- [TEXT ZUR PRÜFUNG]
Natürlich kann ich mir dauernd Theater nicht leisten, also bleibe ich auf meinem Zimmer und nehme die Lektüre von "Tante Julia und der Kunstschreiber" wieder auf. Meine Hoffnung, Geschichte und Hörspiele mögen sich gegenseitig beeinflussen und verwirren, erfüllt sich offensichtlich nicht. Dafür geht die Romanze gut voran, wir halten Händchen und tauschen Küsse im Dunkeln, in den hintersten Reihen limanischer (limatischer? limanesischer?) Lichtspieltheater. Der Hörspielautor offenbart in seinen Serien latenten Wahnsinn. Das sage ich nicht wegen dem fürchterlichen Pathos, mit dem er seine Helden charakterisiert, nicht wegen seines notorischen Argentinierhasses, und auch nicht wegen der die Sensationslust bedienenden Szenen - er hat obendrein den perversen Drang, Abnormitäten zu konstruieren.

Beispielsweise baut ein Junge, dessen Schwester von Ratten gefressen wurde, durch jahrzehntelangen Fleiß und und viel Geduld ein Rattenvernichtungsimperium auf, um schließlich von seiner Frau und den Kindern bestialisch attackiert zu werden. Oder ein Handlungsreisender, dessen Leben zu einem einzigen Absturz gerät, nachdem er ein Mädchen überfahren hat, bis er an eine Therapeutin gerät, die ihm empfiehlt, zu seinem Hass auf Kinder zu stehen, wird zum Schrecken der Kinder seiner Stadt.

- [BEREITGESTELLTE DATENSÄTZE]

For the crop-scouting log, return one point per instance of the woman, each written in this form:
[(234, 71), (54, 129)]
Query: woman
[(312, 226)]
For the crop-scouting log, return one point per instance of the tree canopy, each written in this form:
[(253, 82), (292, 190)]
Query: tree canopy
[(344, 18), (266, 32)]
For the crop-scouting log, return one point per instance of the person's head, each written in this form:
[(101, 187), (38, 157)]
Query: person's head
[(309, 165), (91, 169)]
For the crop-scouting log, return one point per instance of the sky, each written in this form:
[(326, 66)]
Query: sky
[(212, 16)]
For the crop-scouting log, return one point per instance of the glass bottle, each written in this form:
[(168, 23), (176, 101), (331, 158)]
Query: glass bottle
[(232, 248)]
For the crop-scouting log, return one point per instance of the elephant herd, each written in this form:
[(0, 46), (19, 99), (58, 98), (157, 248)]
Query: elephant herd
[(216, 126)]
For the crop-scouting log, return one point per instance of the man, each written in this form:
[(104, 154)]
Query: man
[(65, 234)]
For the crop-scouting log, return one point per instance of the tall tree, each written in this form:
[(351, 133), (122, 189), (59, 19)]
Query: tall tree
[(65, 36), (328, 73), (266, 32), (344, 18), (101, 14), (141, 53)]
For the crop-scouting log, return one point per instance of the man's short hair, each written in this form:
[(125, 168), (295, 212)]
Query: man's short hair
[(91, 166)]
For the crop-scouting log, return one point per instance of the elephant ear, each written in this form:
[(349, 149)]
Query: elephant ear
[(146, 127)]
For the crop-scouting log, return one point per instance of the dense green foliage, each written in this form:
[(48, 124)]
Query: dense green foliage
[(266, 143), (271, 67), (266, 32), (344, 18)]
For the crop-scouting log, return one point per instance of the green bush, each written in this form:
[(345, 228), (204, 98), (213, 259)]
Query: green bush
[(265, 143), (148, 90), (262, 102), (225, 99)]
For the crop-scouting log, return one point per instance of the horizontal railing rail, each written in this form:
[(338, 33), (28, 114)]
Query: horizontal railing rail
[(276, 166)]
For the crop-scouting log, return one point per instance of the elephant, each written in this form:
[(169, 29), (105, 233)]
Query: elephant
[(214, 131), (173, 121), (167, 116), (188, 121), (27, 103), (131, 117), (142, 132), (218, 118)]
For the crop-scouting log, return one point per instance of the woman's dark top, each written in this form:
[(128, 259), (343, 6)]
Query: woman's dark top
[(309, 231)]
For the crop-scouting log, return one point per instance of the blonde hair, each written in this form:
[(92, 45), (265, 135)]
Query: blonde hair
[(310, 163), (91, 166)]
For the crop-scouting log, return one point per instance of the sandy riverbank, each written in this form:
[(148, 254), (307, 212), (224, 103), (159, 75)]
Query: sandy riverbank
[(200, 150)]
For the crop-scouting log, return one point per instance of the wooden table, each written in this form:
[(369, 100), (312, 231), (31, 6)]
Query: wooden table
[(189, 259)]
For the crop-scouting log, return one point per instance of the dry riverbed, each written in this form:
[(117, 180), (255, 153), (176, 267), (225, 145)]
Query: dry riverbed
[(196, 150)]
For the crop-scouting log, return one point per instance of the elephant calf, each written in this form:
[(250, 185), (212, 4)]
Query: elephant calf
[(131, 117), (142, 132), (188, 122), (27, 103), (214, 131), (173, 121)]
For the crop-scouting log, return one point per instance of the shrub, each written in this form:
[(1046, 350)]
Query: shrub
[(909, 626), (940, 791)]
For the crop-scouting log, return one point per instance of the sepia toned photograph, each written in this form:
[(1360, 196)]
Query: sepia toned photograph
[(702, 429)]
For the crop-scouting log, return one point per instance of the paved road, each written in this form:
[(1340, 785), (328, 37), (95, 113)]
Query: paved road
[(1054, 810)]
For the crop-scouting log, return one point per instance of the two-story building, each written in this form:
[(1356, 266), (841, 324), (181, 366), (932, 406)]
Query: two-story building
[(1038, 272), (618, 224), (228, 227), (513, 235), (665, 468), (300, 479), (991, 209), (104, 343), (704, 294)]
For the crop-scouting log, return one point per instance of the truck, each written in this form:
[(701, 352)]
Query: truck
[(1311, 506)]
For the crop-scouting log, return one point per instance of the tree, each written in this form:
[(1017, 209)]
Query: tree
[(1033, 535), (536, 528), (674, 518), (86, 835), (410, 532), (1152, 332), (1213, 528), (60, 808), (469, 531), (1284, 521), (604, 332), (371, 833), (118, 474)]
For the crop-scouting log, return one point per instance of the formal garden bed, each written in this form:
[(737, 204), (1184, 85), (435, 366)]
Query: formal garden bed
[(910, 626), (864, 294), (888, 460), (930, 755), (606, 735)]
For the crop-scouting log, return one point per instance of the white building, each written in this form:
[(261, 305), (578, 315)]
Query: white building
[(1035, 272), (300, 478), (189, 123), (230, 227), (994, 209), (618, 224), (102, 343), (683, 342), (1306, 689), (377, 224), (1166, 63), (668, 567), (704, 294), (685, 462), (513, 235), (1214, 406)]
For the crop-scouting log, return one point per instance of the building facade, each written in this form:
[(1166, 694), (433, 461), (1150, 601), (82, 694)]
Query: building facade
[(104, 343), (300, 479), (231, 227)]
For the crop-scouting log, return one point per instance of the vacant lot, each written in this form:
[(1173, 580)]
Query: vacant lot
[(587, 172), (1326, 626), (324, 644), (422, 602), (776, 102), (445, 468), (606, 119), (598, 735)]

- [ZU LÖSENDE AUFGABE] Welche Lektüre nimmt die erzählende Person laut dem Text zur Prüfung auf dem Zimmer wieder auf?

- [SCHRIFTLICHE ANTWORT] „Tante Julia und der Kunstschreiber“